■ **WHAT TO WORK ON**
Scan the entries below and count the lines holding the string "Label". Supply only the number.

■ **DATA EXCERPTS**

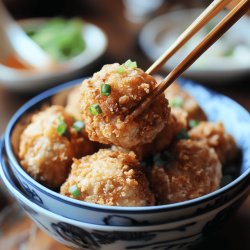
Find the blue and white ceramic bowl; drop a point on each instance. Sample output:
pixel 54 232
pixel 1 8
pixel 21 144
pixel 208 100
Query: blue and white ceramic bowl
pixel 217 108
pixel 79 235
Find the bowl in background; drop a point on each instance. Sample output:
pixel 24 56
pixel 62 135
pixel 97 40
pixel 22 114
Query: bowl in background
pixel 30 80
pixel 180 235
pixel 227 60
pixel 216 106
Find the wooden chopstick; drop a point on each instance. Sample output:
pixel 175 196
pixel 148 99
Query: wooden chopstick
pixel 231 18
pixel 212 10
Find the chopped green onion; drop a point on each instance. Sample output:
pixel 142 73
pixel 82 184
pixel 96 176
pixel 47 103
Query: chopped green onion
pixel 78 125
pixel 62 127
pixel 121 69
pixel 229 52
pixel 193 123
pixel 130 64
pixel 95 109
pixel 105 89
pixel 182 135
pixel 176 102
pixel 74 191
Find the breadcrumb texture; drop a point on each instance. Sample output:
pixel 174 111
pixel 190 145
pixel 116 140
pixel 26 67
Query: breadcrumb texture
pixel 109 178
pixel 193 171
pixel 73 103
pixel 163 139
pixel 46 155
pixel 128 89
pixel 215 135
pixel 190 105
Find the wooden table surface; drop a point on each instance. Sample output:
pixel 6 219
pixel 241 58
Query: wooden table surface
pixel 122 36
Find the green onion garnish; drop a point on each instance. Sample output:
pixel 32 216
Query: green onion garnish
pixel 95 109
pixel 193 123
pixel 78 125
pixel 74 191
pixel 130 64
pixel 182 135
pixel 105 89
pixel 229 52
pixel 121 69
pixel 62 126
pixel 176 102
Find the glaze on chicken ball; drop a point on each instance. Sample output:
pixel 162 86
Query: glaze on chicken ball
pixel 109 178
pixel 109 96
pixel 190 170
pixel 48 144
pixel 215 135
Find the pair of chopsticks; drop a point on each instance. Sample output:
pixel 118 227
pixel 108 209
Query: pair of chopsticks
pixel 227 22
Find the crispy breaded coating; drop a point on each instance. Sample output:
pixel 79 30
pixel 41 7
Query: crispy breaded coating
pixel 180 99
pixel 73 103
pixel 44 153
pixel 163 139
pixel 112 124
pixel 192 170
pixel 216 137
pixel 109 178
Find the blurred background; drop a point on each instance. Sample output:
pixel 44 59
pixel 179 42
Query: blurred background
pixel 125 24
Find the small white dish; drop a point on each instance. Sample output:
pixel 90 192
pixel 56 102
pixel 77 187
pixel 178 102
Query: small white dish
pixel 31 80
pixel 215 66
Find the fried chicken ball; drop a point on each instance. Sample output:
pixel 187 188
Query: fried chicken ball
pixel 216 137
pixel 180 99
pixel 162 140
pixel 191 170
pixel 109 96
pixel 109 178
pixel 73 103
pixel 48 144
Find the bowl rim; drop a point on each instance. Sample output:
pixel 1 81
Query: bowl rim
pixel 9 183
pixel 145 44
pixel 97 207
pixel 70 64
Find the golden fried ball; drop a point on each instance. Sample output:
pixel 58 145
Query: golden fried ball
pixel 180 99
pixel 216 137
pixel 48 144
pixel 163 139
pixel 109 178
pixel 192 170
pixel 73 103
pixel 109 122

--

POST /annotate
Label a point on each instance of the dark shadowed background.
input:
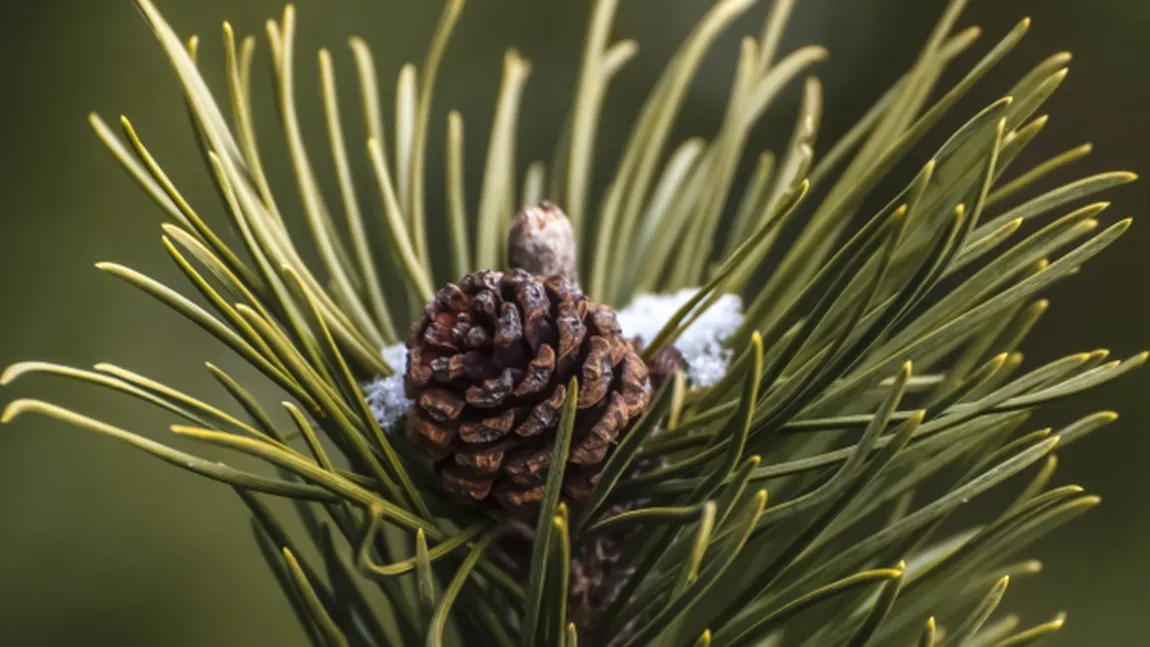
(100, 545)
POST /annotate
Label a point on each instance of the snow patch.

■ **REPLY**
2